(Consigne):
Pouvez-vous poursuivre l'extrait consacré à l'arrivée de Sheridan sur Babylon 5 à partir de sa dernière phrase ?

(Extrait fourni):
-=-=-=-=-

Sa formation de soldat rend pour lui difficile l’adaptation à un poste de bureaucrate, ce que l’on constate particulièrement dans « Une étoile éloignée », et il cherchera vite l’occasion de s’évader aux commandes d’un Starfury : dans « Seul dans la nuit », c’est cette petite folie qui le place dans une situation plus que délicate, mais il cèdera de nouveau à l’appel des armes pour entraîner lui-même ses pilotes au combat dans « Crépuscule », lorsque la menace centauri se fera plus présente. Mais tout cela ne résout pas l’énorme problème scénaristique que pose la disparition d’un personnage essentiel. Qu’en serait-il du Grand Plan des Minbaris maintenant que Babylon 5 était dirigée par un nouveau commandant ?
LE TUEUR DE L’ETOILE
La donne semble résolument différente à l’arrivée de Sheridan. Ce dernier, loin d’être accepté par les Minbaris, est à leurs yeux un criminel de guerre. Il est le seul humain à avoir détruit des vaisseaux minbaris durant la guerre, en minant un champ d’astéroïdes et en lançant un faux appel de détresse pour attirer l’ennemi. Cet « exploit » lui valut une Médaille du Mérite sur Terre mais la haine irréductible des guerriers minbaris, qui le surnomment depuis lors « le Tueur de l’Etoile », en référence au croiseur L’Etoile Noire qu’il a détruit. Dès l’ouverture de la deuxième saison, des guerriers dissidents essaient de créer un incident diplomatique en tendant un piège à Sheridan et un émissaire minbari lui déclare : « S’il y a une malédiction sur cette station, il ne faut vous en prendre qu’à vous seul ! » Plus tard, dans « Mentir pour l’honneur », les Minbaris tentent de nouveau de compromettre le Tueur de l’Etoile, allant jusqu’à mettre leur propre honneur en jeu pour atteindre ce but.
Mais les voies de Straczynski sont impénétrables. C’est justement parce qu’elle porte ombrage au désir de paix qui présida à la construction de la station Babylon que cette animosité s’inscrit dans le projet de la série. Toute la deuxième saison, en effet, est bâtie autour des querelles qui opposent les différentes races présentes dans la station. Pour construire une paix durable, les conflits doivent être apaisés et tout, malheureusement, concourt au contraire à les accentuer. L’impossible réconciliation entre les Minbaris et Sheridan est finalement un obstacle de plus à la paix désirée, mais elle ne modifie en rien les données de la première saison. Elle constitue en fait le doublet d’un élément présent dans le dernier épisode de la saison 1 : la transformation de Delenn. Celle-ci, effective dès l’épisode « Révélations », confère à la représentante des Minbaris des caractéristiques humaines et plaide pour un rapprochement des deux espèces. A défaut d’y parvenir, Delenn étant finalement exclue du Conseil Gris et regardée comme une paria par ses pairs, elle aura au moins le mérite de rapprocher deux personnages, Delenn et Sheridan, en attendant mieux. La ligne directrice de la série est donc conservée et même renforcée par l’adjonction du nouveau commandant.

-=-=-=-=-

Données enregistrées:
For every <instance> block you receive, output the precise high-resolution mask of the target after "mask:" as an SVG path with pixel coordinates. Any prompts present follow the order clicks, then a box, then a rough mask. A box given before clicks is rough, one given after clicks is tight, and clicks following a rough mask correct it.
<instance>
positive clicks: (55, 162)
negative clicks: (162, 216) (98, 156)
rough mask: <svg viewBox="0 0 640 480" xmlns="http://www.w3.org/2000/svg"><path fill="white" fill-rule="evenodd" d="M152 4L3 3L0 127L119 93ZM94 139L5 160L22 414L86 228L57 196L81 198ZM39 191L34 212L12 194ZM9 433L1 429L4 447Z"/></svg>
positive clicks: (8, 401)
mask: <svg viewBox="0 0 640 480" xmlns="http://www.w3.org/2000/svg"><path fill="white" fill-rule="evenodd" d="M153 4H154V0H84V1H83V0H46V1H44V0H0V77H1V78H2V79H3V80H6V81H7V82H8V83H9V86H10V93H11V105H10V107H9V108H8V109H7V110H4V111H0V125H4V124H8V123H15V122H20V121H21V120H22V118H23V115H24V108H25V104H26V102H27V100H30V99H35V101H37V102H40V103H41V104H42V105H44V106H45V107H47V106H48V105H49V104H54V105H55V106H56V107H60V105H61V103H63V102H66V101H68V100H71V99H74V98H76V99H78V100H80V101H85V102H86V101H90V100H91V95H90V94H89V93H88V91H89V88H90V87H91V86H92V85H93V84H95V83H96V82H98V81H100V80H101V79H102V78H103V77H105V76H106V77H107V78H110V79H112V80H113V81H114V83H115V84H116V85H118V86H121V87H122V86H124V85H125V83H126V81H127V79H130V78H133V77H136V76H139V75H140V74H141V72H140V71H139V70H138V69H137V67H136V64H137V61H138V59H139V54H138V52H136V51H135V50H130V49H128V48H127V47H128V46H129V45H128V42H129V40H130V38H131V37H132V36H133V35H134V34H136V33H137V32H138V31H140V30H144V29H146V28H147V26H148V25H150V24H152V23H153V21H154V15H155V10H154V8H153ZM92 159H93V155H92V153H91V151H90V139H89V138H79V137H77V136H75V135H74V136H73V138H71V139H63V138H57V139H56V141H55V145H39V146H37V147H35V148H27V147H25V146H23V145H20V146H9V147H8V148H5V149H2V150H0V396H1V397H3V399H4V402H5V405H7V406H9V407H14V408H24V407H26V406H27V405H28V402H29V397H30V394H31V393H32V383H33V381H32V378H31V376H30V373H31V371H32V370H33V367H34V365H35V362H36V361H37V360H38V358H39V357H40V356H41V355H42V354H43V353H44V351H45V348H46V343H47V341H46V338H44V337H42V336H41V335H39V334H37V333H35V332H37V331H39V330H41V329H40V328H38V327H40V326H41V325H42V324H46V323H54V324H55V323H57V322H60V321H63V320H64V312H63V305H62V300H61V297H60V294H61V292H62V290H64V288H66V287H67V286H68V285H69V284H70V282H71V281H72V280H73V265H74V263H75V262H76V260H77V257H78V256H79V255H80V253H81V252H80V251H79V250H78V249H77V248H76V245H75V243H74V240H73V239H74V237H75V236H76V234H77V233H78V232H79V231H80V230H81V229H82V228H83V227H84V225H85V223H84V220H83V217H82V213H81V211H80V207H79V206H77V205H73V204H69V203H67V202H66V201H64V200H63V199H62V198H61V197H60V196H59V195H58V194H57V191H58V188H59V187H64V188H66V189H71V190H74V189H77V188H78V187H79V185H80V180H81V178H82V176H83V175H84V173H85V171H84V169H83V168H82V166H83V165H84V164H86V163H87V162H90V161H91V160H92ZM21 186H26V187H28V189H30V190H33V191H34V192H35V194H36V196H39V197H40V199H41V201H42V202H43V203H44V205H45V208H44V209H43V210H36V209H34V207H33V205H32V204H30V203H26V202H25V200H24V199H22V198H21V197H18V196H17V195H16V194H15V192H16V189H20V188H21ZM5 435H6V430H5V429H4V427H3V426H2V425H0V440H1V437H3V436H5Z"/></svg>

-=-=-=-=-

(Zone de réponse):
Par ailleurs, l’éviction de Sinclair ne signifie pas sa disparition pure et simple. L’ancien commandant fait en effet une apparition surprise dans l’épisode-pivot de la saison, « La venue des Ombres », et on le reverra dans un double épisode essentiel de la troisième saison, reprenant l’intrigue de « Babylon 4, le vaisseau fantôme » dans la saison 1 (ça va, vous vous y retrouvez ?). L’importance tant clamée du personnage est donc préservée et même expliquée dans le premier épisode de la saison 2. En devenant le premier ambassadeur terrien à résider de manière permanente sur Minbar, la planète mère des Minbaris, Sinclair reste une figure centrale de la saga, quand bien même il est désormais condamné à vivre loin des caméras de Babylon 5 !
LA SAISON DE L’ECHEC
Une fois établi le changement de commandant, le Grand Plan de JMS pouvait reprendre son déroulement inéluctable. Plus encore que la première saison, cette deuxième année est lourde de significations futures. Peu d’épisodes s’écartent des lignes directrices définies la première année et qui sont résumées en page 45. Encore ceux qui le font peuvent-ils être rattachés au projet global par leur thème et la réflexion qu’ils amènent. Ainsi de l’épisode « Le châtiment divin », qui raconte l’extinction fulgurante d’une civilisation entière à cause d’une épidémie dont les analogies avec le sida sont évidentes, même si le scénario s’étend davantage sur une comparaison avec la peste. Invitation à méditer sur les conséquences d’une telle épidémie et sur la permanence d’attitudes pourtant jugées barbares : exclusion, haine, agression, obscurantisme, l’épisode se referme sur une note pessimiste et éclaire l’enjeu de toute la saison, la difficile acceptation de l’autre et la nécessité de s’aider dans un climat malheureusement dominé par l’hostilité et le rejet de la différence. Chaque espèce constitue une menace pour l’autre, alors qu’un conflit à l’échelle de l’univers se dessine, dans lequel chacun devrait oublier les querelles intestines.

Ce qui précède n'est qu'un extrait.